● Problem description: Return the whole listing, line for line, without the pictures in it.

● Study material:
--
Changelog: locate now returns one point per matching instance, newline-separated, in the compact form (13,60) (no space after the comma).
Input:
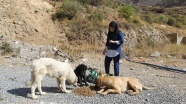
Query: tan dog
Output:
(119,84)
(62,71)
--
● Expected output:
Changelog: locate now returns one point per matching instance, newline-separated, in the compact form (13,60) (no space after the comma).
Input:
Query: tan dog
Output:
(119,84)
(62,71)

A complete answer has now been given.